Wednesday, April 22, 2015

SFIFF58—MICHAEL HAWLEY ANTICIPATES .CINEMA OF THE AMERICAS

After three weeks of anticipation, the San Francisco International Film Festival's 58th edition is set to take off tomorrow night. Thus far, The Evening Class has checked out the awards and special presentations announced before and after the opening press conference and surveyed SFIFF58's impressive line-up of new works from France and Asia. In this last pre-fest entry, I'll spotlight some U.S. films of personal interest followed by a look beyond our northern and southern borders.

* **Problems to solve**
1 > Using the festival preview, explain in one to three sentences how this entry fits into The Evening Class's coverage leading up to SFIFF58.
2 > Continue the festival preview from where it stops, beginning the spotlight on U.S. films.

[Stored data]
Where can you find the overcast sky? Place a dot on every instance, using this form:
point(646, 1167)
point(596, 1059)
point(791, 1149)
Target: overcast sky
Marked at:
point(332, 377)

* **Solved tasks**
1 > Earlier entries covered the awards and special presentations announced around the opening press conference and surveyed the festival's new works from France and Asia. This entry is the last one before the festival, which opens the next night. It spotlights U.S. films of personal interest and then looks at films from beyond the country's northern and southern borders.

2 >
My favorite documentaries usually center on politics or the arts and there's no shortage of either at SFIFF58. Topping my must-sees is Stanley Nelson's The Black Panthers: Vanguard of the Revolution. Nelson, the consummate documentarian whose Jonestown: The Life and Death of People's Temple won the festival's Golden Gate Award in 2006, will appear at the April 25 screening along with Black Panther Party members. From roughly the same era of American history there's also Best of Enemies, which analyzes the legacy of Gore Vidal and William F. Buckley Jr.'s famously caustic 1968 TV debates. Best of Enemies is co-directed by Morgan Neville, whose Twenty Feet from Stardom enlivened the festival two years ago on its way to an Oscar® win, and Robert Gordon, who'll accompany the film's April 24 screening. A Landmark Theatres theatrical release is slated for August. For a red-hot socio-political doc with local import there's Alex Winter's Deep Web, which profiles purported Silk Road owner and founder Ross Ulbricht. Director Winter will be on hand for the film's May 4 showing, along with a panel of special guests discussing the "current states of surveillance, privacy, journalism and where they intersect on-line."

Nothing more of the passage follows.